▶ [EXERCISE TASKS]
[A] Answer these about the page on managing events, incidents, and problems:
(i) Which two event types does it name as the most commonly monitored?
(ii) In what repository are the diagnostic incidents and problems stored?
(iii) What does a problem represent?
[B] From the page on managing events, incidents, and problems, write out the passage that starts at the words "Although incidents can" and stops after "incident resolution status.".
[C] The page on managing events, incidents, and problems describes a server running out of resources. List the resources whose usage that incident's events relate to.

Managing Events, Incidents, and Problems

Enterprise Manager's monitoring functionality is built upon the precept of monitoring by exception. This means it monitors and raises events when exception conditions exist in your IT environment and allowing administrators to address them in a timely manner. As discussed earlier, the two most commonly used event types to monitor for are metric alert and target availability. Although these are the most common event types for which Enterprise Manager monitors, there are many others. Available event types include:

  • Target Availability

  • Metric Alert

  • Metric Evaluation Errors

  • Job Status Changes

  • Compliance Standard Rule Violations

  • Compliance Standard Score Violations

  • High Availability

  • Service Level Agreement Alerts

  • User-reported

  • JVM Diagnostics Threshold Violation

By definition, an incident is a unit containing a single, or closely correlated set of events that identify an issue that needs administrator attention within your managed environment. So an incident might be as simple as a single event indicating available space in a tablespace has fallen below a specified limit, or more complex such as an incident consisting of multiple events relating to potential performance issue when a server is running out of resources. Such an incident would contain events relating to the usage of CPU, I/O , and memory resources. Managing by incident gives you the ability to address issues that may consist of any number of causal factors. For an in-depth discussion on incidents and events, see Using Incident Management.

Although incidents can correspond to a single events, incidents more commonly correspond to groups of related events. A large number of discrete events can quickly become unmanageable, but handled as an assemblage of related events, incidents allow you to manage large numbers of event occurrences more effectively.

Once an incident is created, Enterprise Manager makes available a rich set of incident management workflow features that let you to manage and track the incident through its complete lifecycle. Incident management features include:

  • Assign incident ownership.

  • Track the incident resolution status.

  • Set incident priority.

  • Set incident escalation level.

  • Ability to provide a manual summary.

  • Ability to add user comments.

  • Ability to suppress/unsuppress

  • Ability to manually clear the incident.

  • Ability to create a ticket manually.

Problems pertain to the diagnostic incidents and problems stored in Automatic Diagnostic Repository (ADR), which are automatically raised by Oracle software when it encounters critical errors in the software. When problems are raised for Oracle software, Oracle has determined that the recommended recourse is to open a Service Request (SR), send support the diagnostic logs, and eventually provide a solution from Oracle. A problem represents the underlying root cause of a set of incidents. Enterprise Manager provides features to track and manage the lifecycle of a problem.

▶ [DATASET SECTION]

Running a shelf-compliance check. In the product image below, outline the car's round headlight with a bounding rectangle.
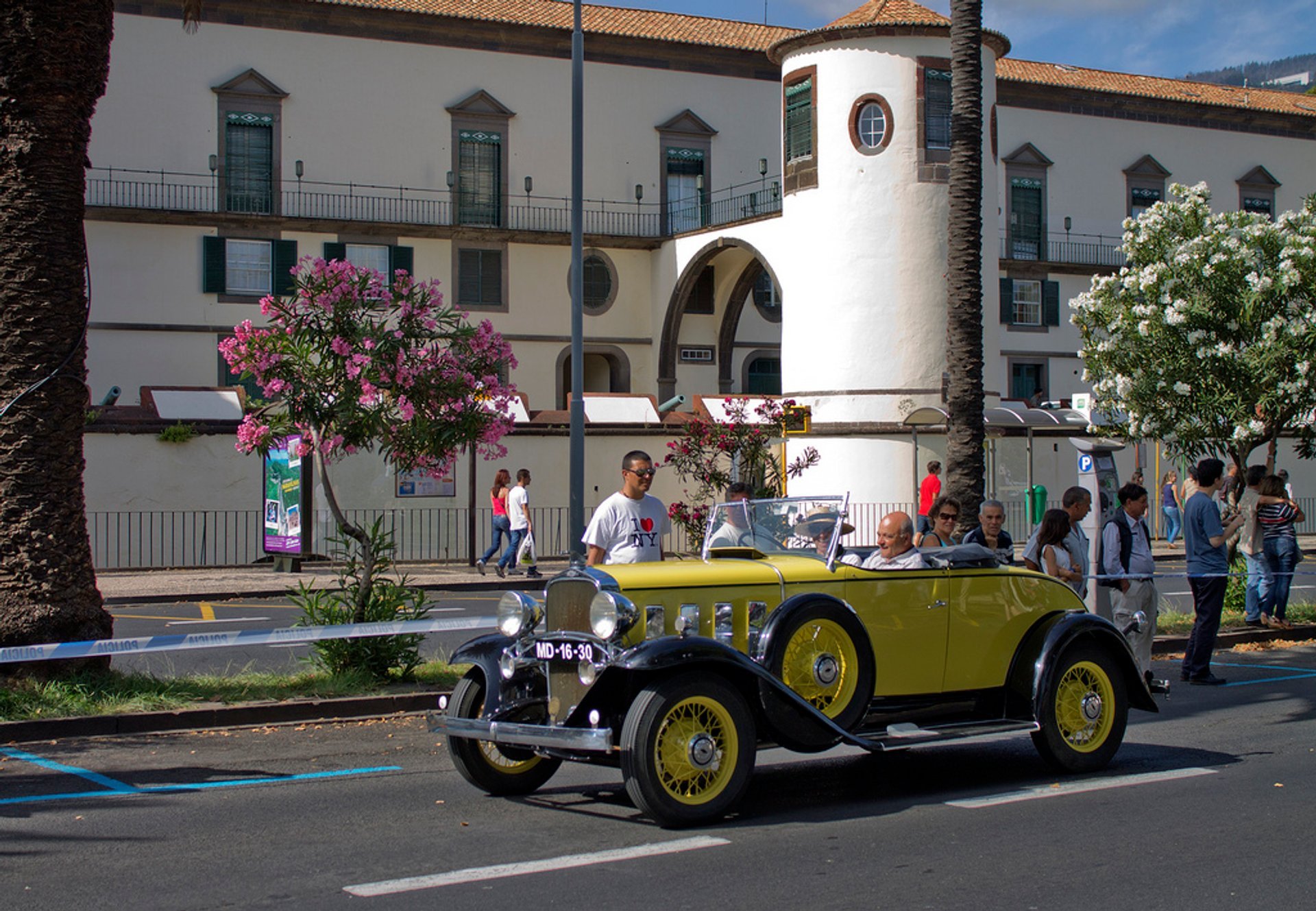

▶ [SOLUTION SET]
[A]
(i) Metric alert and target availability.
(ii) Automatic Diagnostic Repository (ADR).
(iii) The underlying root cause of a set of incidents.

[B]
Although incidents can correspond to a single events, incidents more commonly correspond to groups of related events. A large number of discrete events can quickly become unmanageable, but handled as an assemblage of related events, incidents allow you to manage large numbers of event occurrences more effectively.

Once an incident is created, Enterprise Manager makes available a rich set of incident management workflow features that let you to manage and track the incident through its complete lifecycle. Incident management features include:

  • Assign incident ownership.

  • Track the incident resolution status.

[C]
CPU
I/O
Memory